(Data entries)
===============

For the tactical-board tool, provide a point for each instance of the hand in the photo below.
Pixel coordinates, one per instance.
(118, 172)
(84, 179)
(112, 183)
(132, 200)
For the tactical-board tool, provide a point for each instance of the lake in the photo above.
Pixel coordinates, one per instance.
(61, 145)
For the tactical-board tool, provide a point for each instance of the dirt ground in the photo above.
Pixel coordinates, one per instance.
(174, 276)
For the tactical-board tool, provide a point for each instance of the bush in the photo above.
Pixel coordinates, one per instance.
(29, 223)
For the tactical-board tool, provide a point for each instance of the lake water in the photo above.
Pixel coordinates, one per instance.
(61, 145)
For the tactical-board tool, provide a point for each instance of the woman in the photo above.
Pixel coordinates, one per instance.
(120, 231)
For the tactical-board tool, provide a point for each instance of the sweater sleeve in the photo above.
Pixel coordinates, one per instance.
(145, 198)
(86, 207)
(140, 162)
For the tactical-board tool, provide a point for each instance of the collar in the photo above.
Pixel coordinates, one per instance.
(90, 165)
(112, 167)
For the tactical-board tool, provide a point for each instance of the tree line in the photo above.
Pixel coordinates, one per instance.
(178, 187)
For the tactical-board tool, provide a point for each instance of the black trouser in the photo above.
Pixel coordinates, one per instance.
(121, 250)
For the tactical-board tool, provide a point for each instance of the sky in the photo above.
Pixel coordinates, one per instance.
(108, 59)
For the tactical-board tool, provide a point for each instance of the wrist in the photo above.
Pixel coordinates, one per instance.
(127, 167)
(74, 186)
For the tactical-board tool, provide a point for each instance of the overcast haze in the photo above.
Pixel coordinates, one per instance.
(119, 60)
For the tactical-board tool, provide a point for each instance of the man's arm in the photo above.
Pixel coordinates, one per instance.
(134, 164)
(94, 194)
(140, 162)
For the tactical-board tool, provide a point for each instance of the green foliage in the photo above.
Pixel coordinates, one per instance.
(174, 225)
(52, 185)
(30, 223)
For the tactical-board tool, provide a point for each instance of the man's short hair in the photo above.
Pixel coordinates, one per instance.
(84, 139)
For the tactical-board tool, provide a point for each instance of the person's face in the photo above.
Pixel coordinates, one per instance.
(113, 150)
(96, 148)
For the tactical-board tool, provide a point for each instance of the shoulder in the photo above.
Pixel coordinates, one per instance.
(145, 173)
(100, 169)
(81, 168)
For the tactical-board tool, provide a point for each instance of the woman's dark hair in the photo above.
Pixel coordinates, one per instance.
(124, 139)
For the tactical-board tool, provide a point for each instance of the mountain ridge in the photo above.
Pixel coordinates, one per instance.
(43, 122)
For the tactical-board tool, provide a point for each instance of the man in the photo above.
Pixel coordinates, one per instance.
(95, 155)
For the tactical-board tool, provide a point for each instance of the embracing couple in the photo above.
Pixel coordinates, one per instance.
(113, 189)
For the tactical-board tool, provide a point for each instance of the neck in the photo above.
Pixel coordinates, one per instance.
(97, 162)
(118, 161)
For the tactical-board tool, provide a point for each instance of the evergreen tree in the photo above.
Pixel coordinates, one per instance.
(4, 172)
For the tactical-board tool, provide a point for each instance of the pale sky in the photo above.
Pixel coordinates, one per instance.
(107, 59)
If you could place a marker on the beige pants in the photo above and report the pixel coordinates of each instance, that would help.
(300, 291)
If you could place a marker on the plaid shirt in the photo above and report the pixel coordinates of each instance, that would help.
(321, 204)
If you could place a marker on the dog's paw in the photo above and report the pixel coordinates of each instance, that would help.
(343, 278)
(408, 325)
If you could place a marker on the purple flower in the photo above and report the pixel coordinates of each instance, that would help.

===============

### Short problem
Could you convert the lines from the one containing "If you could place a marker on the dog's" through the last of the data entries into a numbered list, leaving out blank lines and including both the first and final line?

### Answer to the exercise
1. If you could place a marker on the dog's paw in the photo above and report the pixel coordinates of each instance, that would help.
2. (343, 278)
3. (408, 325)
4. If you could place a marker on the purple flower in the photo above and report the pixel coordinates of each instance, that would help.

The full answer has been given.